Goal: Can you recast the listing below as a JSON list of strings, with one string per line and blank lines left out?

[start of Supplied material]

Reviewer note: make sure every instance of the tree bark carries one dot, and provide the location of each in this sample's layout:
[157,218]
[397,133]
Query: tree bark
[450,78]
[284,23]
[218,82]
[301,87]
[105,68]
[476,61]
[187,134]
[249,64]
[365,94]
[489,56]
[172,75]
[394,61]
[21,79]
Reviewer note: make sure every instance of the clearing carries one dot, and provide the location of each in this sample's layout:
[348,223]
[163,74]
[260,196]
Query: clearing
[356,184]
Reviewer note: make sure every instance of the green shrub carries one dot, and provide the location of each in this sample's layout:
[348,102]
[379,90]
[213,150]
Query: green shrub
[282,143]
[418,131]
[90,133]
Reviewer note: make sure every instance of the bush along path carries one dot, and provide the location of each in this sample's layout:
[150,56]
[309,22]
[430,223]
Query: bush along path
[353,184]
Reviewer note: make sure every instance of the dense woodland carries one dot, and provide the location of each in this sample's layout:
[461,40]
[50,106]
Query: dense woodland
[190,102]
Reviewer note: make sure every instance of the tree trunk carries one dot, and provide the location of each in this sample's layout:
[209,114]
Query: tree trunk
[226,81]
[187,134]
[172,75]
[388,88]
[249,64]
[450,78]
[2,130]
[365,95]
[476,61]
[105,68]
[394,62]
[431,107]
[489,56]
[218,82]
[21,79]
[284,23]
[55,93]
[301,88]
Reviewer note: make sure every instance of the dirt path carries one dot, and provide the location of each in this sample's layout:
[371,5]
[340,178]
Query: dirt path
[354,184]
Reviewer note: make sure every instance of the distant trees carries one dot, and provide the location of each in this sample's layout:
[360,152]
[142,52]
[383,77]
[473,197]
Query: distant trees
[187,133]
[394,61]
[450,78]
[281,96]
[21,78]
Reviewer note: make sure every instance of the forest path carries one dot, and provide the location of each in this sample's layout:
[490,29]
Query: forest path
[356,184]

[end of Supplied material]

Problem solution:
[
  "Reviewer note: make sure every instance of the tree bark carries one dot, and provide the location of each in this sample's layout:",
  "[157,218]",
  "[397,133]",
  "Query: tree bark",
  "[450,78]",
  "[284,23]",
  "[218,82]",
  "[301,87]",
  "[105,68]",
  "[476,61]",
  "[187,134]",
  "[249,64]",
  "[365,94]",
  "[489,56]",
  "[172,75]",
  "[394,61]",
  "[21,79]",
  "Reviewer note: make sure every instance of the clearing carries one dot, and provide the location of each in this sample's layout:",
  "[348,223]",
  "[163,74]",
  "[260,196]",
  "Query: clearing",
  "[356,184]",
  "Reviewer note: make sure every instance of the green shrub carries one dot, and provide the location of each in this sample's layout:",
  "[348,102]",
  "[379,90]",
  "[213,150]",
  "Query: green shrub",
  "[282,143]",
  "[418,131]",
  "[90,133]",
  "Reviewer note: make sure every instance of the bush along path carries one dot, and provide the location of each in this sample's layout:",
  "[150,56]",
  "[309,22]",
  "[430,223]",
  "Query: bush along path",
  "[353,184]",
  "Reviewer note: make sure every instance of the dense woodland carries one dot, and provide the location of each in this sample's layout:",
  "[461,40]",
  "[50,106]",
  "Query: dense woodland",
  "[190,102]",
  "Reviewer note: make sure every instance of the tree trunk carries one dot, and provide the location of each in this sample's layout:",
  "[209,114]",
  "Query: tree trunk",
  "[226,81]",
  "[187,134]",
  "[172,75]",
  "[388,88]",
  "[249,64]",
  "[450,78]",
  "[2,130]",
  "[365,95]",
  "[476,61]",
  "[105,68]",
  "[394,62]",
  "[431,107]",
  "[489,56]",
  "[218,82]",
  "[21,79]",
  "[284,23]",
  "[55,93]",
  "[301,88]",
  "Reviewer note: make sure every instance of the dirt path carries one dot, and provide the location of each in this sample's layout:",
  "[371,5]",
  "[340,178]",
  "Query: dirt path",
  "[354,184]",
  "Reviewer note: make sure every instance of the distant trees carries one dot, and provide the location of each in this sample's layout:",
  "[360,152]",
  "[142,52]",
  "[383,77]",
  "[473,197]",
  "Query: distant trees",
  "[187,133]",
  "[394,61]",
  "[450,78]",
  "[281,96]",
  "[21,78]",
  "Reviewer note: make sure every instance of the forest path carries one dot, and provide the location of each in this sample's layout:",
  "[490,29]",
  "Query: forest path",
  "[356,184]"
]